Ziel 1:
Beantworte die folgenden Fragen zum Auszug.
(a) In welchem Jahr gründeten sich die ersten Einheiten?
(b) Welche Halbinsel besetzte Russland damals?
(c) Welche Beispiele für zentrale Infrastruktur werden genannt?
Ziel 2: Bearbeite die Datensätze von der Zeile mit „pin: black trousers“ bis zum Ende der Datensätze, beide Enden eingeschlossen. Gib nur diese Zeilen wieder, ersetze darin „bokeh light“ durch „bokeh spot“ und lass alles andere unverändert.

Auszug:
Die ersten Einheiten gründeten sich 2014 als Russland die Halbinsel Krim besetzte. Davor hätte sich wohl kaum jemand freiwillig für eine Militärsportgruppe gemeldet. Aber die Besetzung der Krimdie Kämpfe um die „Volksrepubliken“ Luhansk und Donezk und russische Truppen im Grenzgebiet schürten bei vielen über Jahre die Angst vor einem Angriff Russlands – der jetzt erfolgt ist.

Immer mehr Bürger:innen wollten lernen, wie sie ihre Heimat im Ernstfall verteidigen oder das Heer hinter der Front entlasten können, indem sie zentrale Infrastruktur bewachen, etwa Wasserwerke, Funkmasten, Archive oder Brücken.

Zu bearbeitendes Material:
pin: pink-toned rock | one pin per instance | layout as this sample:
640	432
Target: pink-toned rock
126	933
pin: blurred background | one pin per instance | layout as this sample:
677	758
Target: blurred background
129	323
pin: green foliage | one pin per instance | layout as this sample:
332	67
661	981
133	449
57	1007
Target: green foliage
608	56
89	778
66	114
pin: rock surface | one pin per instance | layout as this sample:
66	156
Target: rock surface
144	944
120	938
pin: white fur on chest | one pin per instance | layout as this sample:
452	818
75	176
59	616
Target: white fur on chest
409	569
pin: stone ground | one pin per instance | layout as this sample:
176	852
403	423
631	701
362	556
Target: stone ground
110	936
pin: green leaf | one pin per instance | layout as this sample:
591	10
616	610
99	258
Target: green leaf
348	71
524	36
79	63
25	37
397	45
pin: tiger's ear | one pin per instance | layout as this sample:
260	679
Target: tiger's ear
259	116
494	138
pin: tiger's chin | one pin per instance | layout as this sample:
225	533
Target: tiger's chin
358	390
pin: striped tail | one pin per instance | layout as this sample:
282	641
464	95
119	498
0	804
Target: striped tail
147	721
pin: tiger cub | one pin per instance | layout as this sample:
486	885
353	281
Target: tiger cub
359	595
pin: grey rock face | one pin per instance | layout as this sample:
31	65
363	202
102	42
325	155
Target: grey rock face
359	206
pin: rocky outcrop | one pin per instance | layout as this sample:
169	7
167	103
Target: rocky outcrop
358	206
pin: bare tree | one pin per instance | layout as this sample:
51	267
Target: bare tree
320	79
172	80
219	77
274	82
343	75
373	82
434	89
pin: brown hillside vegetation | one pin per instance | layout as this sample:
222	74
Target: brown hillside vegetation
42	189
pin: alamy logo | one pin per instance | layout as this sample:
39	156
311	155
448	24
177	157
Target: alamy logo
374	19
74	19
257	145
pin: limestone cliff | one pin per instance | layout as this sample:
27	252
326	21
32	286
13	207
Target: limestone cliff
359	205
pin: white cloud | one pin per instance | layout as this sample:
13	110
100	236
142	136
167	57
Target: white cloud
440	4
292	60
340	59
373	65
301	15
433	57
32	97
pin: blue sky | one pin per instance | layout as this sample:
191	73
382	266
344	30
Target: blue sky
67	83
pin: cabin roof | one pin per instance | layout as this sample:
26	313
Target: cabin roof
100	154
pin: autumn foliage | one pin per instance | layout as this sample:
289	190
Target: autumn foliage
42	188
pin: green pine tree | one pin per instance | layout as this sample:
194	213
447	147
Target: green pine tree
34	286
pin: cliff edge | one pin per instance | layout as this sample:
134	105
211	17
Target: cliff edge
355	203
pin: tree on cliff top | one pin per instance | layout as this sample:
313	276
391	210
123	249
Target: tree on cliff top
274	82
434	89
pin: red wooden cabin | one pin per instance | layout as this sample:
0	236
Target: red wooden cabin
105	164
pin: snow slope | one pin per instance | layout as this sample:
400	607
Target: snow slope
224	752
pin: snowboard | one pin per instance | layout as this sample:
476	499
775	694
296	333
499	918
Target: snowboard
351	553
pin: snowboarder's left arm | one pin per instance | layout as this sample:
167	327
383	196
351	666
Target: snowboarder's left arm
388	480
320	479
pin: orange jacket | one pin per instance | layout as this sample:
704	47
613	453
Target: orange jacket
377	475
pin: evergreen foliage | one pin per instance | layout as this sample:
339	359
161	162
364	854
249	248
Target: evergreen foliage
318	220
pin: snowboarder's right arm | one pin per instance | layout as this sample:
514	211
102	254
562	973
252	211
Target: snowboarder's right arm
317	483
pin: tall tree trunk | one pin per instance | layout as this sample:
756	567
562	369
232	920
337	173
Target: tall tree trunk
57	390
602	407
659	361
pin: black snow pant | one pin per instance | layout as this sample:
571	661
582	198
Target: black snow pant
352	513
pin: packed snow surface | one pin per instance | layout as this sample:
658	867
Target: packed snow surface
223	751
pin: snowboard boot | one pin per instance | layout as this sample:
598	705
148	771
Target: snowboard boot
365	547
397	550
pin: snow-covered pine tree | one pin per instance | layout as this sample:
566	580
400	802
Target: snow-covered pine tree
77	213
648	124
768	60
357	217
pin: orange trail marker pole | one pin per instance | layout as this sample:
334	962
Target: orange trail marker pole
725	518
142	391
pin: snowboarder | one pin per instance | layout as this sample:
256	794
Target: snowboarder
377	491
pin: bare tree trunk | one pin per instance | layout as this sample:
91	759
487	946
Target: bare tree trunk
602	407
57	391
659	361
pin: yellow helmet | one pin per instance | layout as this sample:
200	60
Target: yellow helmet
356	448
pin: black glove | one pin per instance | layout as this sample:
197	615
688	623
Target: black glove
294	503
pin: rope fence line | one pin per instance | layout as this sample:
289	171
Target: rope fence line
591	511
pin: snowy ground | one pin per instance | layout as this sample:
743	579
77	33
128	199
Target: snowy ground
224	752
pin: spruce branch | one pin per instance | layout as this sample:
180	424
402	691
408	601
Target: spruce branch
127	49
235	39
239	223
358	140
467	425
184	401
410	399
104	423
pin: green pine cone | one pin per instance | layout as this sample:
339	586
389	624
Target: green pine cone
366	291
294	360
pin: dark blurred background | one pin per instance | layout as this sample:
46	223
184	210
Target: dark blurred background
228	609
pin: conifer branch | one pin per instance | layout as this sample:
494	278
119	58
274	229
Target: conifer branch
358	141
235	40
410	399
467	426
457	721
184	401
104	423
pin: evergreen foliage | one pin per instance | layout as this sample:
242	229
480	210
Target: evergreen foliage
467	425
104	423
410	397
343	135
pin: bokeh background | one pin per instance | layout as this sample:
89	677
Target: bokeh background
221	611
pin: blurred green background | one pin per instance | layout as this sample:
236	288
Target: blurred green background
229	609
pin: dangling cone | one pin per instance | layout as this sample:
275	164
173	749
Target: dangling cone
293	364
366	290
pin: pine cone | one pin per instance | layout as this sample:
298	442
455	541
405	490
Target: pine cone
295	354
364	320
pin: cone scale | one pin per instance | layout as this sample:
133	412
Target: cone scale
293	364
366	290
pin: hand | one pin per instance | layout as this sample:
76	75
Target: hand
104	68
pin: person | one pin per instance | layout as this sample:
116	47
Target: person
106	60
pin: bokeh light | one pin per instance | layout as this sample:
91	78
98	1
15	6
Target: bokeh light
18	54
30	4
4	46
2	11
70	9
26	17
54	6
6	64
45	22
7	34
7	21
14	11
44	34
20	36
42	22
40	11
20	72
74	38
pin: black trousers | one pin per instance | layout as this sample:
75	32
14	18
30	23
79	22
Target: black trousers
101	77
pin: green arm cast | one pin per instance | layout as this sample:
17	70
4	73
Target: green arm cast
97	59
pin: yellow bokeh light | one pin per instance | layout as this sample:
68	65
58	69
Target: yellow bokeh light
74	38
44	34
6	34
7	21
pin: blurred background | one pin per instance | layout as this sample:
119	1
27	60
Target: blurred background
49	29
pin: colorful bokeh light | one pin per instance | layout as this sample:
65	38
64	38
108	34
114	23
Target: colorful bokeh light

Schriftliche Antwort 1:
(a) 2014
(b) Die Halbinsel Krim
(c) Wasserwerke, Funkmasten, Archive oder Brücken

Schriftliche Antwort 2:
pin: black trousers | one pin per instance | layout as this sample:
75	32
14	18
30	23
79	22
Target: black trousers
101	77
pin: green arm cast | one pin per instance | layout as this sample:
17	70
4	73
Target: green arm cast
97	59
pin: yellow bokeh spot | one pin per instance | layout as this sample:
68	65
58	69
Target: yellow bokeh spot
74	38
44	34
6	34
7	21
pin: blurred background | one pin per instance | layout as this sample:
119	1
27	60
Target: blurred background
49	29
pin: colorful bokeh spot | one pin per instance | layout as this sample:
65	38
64	38
108	34
114	23
Target: colorful bokeh spot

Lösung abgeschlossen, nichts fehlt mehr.